--- Working data ---

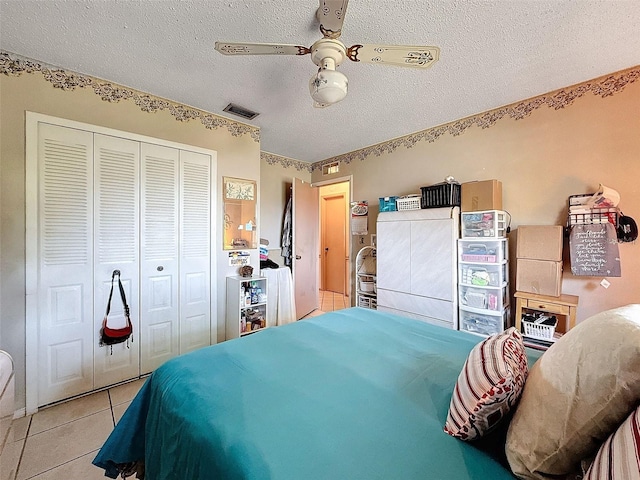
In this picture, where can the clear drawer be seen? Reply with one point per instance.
(485, 224)
(483, 323)
(485, 251)
(489, 298)
(482, 275)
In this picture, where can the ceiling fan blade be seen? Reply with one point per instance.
(398, 55)
(228, 48)
(331, 16)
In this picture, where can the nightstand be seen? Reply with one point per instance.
(565, 305)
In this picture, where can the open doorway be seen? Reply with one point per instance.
(335, 245)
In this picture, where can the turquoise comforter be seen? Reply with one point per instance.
(354, 394)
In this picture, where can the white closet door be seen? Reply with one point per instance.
(116, 246)
(159, 256)
(393, 257)
(432, 249)
(65, 263)
(195, 248)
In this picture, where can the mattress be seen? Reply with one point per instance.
(353, 394)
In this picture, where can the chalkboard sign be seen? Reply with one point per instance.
(594, 250)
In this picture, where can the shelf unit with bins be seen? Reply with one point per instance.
(246, 305)
(483, 283)
(366, 273)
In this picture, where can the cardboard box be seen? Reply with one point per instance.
(543, 277)
(481, 195)
(540, 242)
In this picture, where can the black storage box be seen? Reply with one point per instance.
(440, 195)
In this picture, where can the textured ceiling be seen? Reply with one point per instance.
(492, 53)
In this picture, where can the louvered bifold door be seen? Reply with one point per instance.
(195, 250)
(116, 246)
(65, 264)
(159, 256)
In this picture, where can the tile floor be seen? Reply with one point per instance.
(330, 301)
(61, 441)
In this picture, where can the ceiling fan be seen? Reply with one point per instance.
(328, 86)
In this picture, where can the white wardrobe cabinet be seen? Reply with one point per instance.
(101, 200)
(417, 264)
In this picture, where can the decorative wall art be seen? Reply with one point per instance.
(240, 201)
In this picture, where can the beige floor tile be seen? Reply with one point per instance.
(9, 459)
(118, 410)
(126, 392)
(79, 468)
(60, 445)
(66, 412)
(19, 428)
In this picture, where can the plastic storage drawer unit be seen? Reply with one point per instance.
(490, 298)
(388, 204)
(483, 323)
(486, 224)
(485, 251)
(482, 275)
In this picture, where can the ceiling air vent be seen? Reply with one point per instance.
(241, 111)
(330, 168)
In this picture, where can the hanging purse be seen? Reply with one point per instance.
(112, 336)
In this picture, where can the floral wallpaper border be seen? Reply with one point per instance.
(607, 85)
(286, 162)
(604, 86)
(11, 64)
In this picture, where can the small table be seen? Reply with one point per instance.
(566, 305)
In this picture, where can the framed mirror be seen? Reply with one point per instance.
(239, 197)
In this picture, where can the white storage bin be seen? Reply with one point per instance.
(483, 251)
(483, 323)
(485, 224)
(482, 275)
(367, 302)
(487, 298)
(410, 202)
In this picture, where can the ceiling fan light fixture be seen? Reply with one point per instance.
(328, 86)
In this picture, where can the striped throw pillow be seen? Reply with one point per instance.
(489, 385)
(619, 456)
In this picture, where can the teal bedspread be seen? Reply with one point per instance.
(354, 394)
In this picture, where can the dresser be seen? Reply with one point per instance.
(417, 264)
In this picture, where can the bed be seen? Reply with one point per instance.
(353, 394)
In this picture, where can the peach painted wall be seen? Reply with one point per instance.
(541, 160)
(237, 156)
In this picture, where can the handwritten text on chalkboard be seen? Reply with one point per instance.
(594, 250)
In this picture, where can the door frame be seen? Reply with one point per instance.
(349, 244)
(32, 120)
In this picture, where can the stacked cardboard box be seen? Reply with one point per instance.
(481, 195)
(539, 259)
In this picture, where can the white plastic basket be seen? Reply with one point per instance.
(367, 286)
(539, 330)
(408, 203)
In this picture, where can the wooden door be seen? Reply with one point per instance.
(305, 247)
(333, 248)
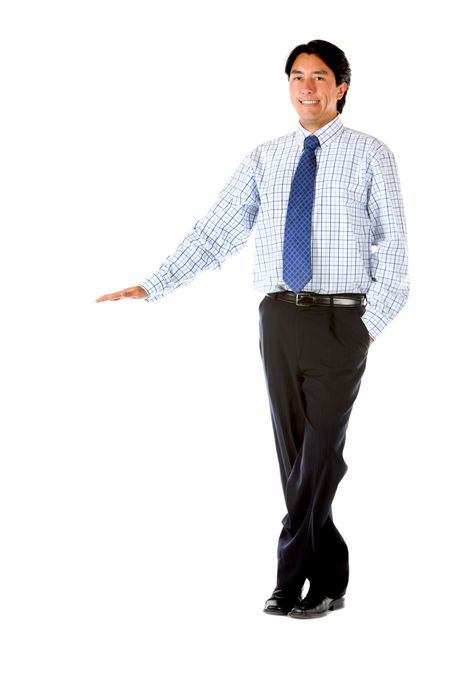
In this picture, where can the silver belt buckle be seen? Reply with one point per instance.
(304, 299)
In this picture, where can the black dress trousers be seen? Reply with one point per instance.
(314, 358)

---

(Aim) The lines to repeat start at the one holding "In this picture, where can the small" and run through the last line of the records above; write them out exactly, both ends included, but not the pictures.

(Response to this exercise)
In this picture, where can the small table be seen? Reply with one point per instance.
(566, 305)
In this picture, where can the framed mirror be seen? Reply with one point per instance.
(239, 197)
In this picture, where can the white storage bin be seen? Reply with one point per instance.
(483, 251)
(483, 323)
(485, 224)
(482, 275)
(367, 302)
(487, 298)
(410, 202)
In this picture, where can the ceiling fan light fixture be seen? Reply with one point per instance.
(328, 86)
In this picture, where can the striped throw pillow be seen? Reply with one point per instance.
(489, 385)
(619, 456)
In this picture, where can the teal bedspread be seen? Reply with one point per instance.
(354, 394)
In this picture, where can the dresser be seen? Reply with one point per instance.
(417, 264)
In this picture, where can the bed be seen? Reply with one point per instance.
(353, 394)
In this picture, where can the peach painted wall be seen? Reply with one point per instance.
(541, 160)
(237, 156)
In this picture, where can the handwritten text on chalkboard be seen? Reply with one point per instance.
(594, 250)
In this picture, where can the door frame be seen? Reply with one point per instance.
(349, 244)
(32, 120)
In this picture, where can the stacked cardboard box be seen? Reply with one point per instance.
(481, 195)
(539, 259)
In this picture, where can the white plastic basket be seen? Reply with one point per instance.
(367, 286)
(539, 330)
(408, 203)
In this picture, where can the wooden door be seen? Reply with one point per instance.
(305, 247)
(333, 248)
In this picture, where can the silver belt buckle be seen? Reply with one point per instance.
(304, 299)
In this picture, where can the black dress trousers be seen? Reply with one point per instance.
(314, 358)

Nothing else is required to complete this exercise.